## WHAT THIS TASK INVOLVES
Reproduce each of the following entries word for word, leaving every character unchanged.

=== Begin Enclosure ===

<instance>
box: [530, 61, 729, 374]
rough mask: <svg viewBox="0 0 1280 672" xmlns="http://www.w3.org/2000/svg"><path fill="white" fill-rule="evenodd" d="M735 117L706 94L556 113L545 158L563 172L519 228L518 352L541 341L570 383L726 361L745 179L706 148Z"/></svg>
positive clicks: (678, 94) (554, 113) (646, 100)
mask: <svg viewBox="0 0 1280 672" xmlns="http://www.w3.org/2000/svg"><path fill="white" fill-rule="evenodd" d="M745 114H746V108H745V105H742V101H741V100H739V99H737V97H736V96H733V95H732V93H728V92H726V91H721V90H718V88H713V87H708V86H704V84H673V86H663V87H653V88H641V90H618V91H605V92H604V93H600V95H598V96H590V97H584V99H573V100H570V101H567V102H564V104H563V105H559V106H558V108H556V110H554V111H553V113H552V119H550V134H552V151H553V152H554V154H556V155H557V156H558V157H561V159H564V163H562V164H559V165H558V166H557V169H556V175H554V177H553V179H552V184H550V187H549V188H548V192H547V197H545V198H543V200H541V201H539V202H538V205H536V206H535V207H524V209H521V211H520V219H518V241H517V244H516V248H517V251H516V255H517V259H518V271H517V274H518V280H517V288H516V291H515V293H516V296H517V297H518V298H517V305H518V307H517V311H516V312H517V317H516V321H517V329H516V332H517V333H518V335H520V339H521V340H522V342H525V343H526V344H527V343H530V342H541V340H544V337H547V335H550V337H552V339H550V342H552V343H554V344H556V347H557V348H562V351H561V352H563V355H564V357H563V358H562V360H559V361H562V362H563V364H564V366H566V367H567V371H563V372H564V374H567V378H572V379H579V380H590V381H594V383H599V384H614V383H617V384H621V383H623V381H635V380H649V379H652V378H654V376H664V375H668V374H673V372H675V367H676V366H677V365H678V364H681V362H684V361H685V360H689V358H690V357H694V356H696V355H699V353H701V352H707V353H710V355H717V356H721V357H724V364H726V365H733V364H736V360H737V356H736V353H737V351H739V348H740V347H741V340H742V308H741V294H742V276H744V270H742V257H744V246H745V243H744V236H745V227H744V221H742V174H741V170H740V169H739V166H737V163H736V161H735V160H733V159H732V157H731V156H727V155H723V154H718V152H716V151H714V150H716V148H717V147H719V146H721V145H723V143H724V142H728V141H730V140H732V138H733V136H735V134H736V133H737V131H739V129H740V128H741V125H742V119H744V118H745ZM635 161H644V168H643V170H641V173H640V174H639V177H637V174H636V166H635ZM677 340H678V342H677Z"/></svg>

=== End Enclosure ===

## RESULT
<instance>
box: [530, 61, 729, 374]
rough mask: <svg viewBox="0 0 1280 672" xmlns="http://www.w3.org/2000/svg"><path fill="white" fill-rule="evenodd" d="M735 117L706 94L556 113L545 158L563 172L519 228L518 352L541 341L570 383L726 361L745 179L706 148Z"/></svg>
positive clicks: (678, 94) (554, 113) (646, 100)
mask: <svg viewBox="0 0 1280 672" xmlns="http://www.w3.org/2000/svg"><path fill="white" fill-rule="evenodd" d="M745 114H746V108H745V105H742V101H741V100H739V99H737V97H736V96H733V95H732V93H728V92H726V91H721V90H718V88H713V87H708V86H704V84H673V86H663V87H653V88H641V90H618V91H605V92H604V93H600V95H598V96H590V97H584V99H573V100H570V101H567V102H564V104H563V105H559V106H558V108H556V110H554V111H553V113H552V119H550V134H552V151H553V152H554V154H556V155H557V156H558V157H561V159H564V163H562V164H559V165H558V166H557V169H556V175H554V177H553V179H552V184H550V187H549V188H548V192H547V197H545V198H543V200H541V201H539V202H538V205H536V206H535V207H524V209H521V211H520V219H518V241H517V244H516V248H517V251H516V255H517V259H518V271H517V274H518V280H517V288H516V291H515V293H516V296H517V297H518V298H517V305H518V307H517V311H516V312H517V317H516V321H517V329H516V332H517V333H518V335H520V339H521V340H522V342H525V343H526V344H527V343H530V342H541V340H544V337H547V335H550V337H552V339H550V342H552V343H554V344H556V347H557V348H562V351H561V352H563V355H564V357H563V358H562V360H559V361H562V362H563V364H564V366H566V367H567V371H563V372H564V374H567V378H572V379H579V380H590V381H594V383H599V384H614V383H617V384H621V383H623V381H635V380H649V379H652V378H654V376H664V375H668V374H673V372H675V367H676V366H677V365H678V364H681V362H684V361H685V360H689V358H690V357H694V356H696V355H699V353H701V352H707V353H710V355H717V356H721V357H724V364H726V365H733V364H736V360H737V356H736V353H737V351H739V348H740V347H741V340H742V308H741V294H742V276H744V270H742V257H744V246H745V243H744V236H745V227H744V221H742V174H741V170H740V169H739V166H737V163H736V161H735V160H733V159H732V157H731V156H727V155H723V154H718V152H716V151H714V150H716V148H717V147H719V146H721V145H723V143H724V142H728V141H730V140H732V138H733V136H735V134H736V133H737V131H739V129H740V128H741V125H742V119H744V118H745ZM635 161H644V168H643V170H641V173H640V174H639V177H637V174H636V166H635ZM677 340H678V342H677Z"/></svg>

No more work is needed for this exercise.